**DIRECTION:** Rewrite the part of the listing below that begins at the line containing "with beard in the image above." and ends after the line containing "119;229;144;385", keeping every line in it. Shift each bounding-box coordinate in that part by adding 51 to it.

**RECORDS FOR THIS EXERCISE:**
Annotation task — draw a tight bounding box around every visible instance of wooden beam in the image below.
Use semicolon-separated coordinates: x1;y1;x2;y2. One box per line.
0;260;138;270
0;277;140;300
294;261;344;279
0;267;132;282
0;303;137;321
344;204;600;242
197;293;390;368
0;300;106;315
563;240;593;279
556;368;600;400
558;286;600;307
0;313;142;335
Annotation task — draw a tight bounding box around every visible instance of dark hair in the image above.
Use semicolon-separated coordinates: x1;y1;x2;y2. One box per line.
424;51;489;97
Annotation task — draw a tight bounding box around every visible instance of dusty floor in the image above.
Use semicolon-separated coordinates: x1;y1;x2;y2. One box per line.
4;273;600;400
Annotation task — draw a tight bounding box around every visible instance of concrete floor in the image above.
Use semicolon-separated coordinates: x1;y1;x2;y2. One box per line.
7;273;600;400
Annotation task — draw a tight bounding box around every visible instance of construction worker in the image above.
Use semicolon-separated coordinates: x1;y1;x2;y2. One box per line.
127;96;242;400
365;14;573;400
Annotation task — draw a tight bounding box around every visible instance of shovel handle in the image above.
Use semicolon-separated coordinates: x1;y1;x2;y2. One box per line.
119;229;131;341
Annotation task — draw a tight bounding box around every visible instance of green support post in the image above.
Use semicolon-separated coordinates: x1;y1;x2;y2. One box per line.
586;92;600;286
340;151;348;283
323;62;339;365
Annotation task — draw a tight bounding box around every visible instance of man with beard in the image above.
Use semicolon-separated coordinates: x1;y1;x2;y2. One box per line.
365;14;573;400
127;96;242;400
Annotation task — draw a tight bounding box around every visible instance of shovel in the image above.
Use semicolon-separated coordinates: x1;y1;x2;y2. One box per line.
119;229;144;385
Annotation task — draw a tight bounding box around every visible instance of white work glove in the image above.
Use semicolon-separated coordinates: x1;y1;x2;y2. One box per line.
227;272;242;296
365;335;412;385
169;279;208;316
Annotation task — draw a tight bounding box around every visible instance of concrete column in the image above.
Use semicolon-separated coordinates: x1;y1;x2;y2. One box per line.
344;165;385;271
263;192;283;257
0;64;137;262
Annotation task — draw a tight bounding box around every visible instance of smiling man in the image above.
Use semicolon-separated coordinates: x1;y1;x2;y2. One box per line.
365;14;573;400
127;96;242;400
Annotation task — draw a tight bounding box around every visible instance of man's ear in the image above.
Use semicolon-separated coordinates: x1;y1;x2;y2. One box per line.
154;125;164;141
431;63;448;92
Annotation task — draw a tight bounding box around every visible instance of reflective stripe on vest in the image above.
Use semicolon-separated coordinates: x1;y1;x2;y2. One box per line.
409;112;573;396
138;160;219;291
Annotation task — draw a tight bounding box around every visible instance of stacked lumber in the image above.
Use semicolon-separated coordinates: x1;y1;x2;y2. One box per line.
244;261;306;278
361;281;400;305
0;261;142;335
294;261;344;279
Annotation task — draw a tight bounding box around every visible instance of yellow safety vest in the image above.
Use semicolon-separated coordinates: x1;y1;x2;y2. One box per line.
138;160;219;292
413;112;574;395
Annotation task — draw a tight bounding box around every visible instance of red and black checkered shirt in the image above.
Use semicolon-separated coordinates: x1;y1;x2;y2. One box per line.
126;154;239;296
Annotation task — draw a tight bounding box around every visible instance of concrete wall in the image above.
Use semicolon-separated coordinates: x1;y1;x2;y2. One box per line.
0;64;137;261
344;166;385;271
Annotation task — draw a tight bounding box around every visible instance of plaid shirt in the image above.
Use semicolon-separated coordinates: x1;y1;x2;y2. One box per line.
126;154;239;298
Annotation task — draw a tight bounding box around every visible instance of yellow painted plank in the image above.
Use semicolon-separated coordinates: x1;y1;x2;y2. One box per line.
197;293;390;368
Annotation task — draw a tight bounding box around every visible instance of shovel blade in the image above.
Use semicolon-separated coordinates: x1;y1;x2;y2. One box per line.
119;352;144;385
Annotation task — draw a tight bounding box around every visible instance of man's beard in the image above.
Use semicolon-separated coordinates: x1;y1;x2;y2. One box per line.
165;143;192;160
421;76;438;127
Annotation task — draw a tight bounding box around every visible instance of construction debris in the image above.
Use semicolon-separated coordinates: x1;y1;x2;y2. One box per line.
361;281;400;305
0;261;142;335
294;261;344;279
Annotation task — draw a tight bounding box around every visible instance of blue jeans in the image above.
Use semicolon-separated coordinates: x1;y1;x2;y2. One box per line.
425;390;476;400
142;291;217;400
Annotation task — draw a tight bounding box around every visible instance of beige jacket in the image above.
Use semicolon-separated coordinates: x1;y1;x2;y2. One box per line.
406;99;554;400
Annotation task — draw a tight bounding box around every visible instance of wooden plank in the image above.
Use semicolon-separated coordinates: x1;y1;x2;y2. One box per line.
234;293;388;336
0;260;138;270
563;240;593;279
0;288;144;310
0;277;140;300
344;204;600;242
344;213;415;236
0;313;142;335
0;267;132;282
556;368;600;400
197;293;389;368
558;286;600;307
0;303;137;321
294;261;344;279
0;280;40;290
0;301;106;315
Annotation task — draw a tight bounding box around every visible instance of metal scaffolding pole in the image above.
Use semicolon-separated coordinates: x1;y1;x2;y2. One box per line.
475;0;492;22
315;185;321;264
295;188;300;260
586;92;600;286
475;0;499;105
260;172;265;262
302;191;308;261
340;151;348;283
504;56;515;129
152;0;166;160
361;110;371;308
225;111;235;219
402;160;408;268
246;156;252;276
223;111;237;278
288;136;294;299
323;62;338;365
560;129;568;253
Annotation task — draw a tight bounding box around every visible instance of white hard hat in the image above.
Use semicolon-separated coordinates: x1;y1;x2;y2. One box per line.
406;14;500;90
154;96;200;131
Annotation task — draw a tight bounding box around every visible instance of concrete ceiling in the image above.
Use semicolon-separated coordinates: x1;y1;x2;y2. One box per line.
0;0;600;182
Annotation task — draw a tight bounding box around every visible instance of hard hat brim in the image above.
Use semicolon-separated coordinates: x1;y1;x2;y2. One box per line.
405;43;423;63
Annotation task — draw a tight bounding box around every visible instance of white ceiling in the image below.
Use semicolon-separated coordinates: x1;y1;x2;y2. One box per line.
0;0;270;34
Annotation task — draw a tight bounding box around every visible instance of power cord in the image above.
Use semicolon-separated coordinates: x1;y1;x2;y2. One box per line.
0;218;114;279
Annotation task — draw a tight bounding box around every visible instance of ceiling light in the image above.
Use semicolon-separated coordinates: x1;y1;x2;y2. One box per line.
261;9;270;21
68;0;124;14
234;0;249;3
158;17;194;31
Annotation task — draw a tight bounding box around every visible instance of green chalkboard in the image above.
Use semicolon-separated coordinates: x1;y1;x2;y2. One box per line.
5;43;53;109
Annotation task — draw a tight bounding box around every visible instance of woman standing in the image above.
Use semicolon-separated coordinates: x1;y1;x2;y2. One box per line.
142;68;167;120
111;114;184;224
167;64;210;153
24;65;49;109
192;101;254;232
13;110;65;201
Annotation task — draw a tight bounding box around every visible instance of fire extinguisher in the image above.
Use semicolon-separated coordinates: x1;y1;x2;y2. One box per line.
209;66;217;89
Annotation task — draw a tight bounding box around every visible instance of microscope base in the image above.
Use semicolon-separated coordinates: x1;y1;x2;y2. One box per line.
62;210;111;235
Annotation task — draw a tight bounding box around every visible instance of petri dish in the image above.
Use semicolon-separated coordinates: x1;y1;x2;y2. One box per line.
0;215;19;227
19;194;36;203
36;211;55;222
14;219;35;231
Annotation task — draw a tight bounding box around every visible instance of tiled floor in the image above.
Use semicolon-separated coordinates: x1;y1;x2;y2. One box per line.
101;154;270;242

**RESPONSE FOR THIS EXERCISE:**
Annotation task — draw a tight bounding box around every visible instance of man with beard in the image above.
Use semicolon-separated coordinates: x1;y1;x2;y2. One box per line.
416;65;624;451
178;147;293;451
Annotation task — draw a tight bounding box around every visible instance of shovel in the image above.
Use semicolon-separated coordinates: x1;y1;x2;y2. One box per line.
170;280;195;436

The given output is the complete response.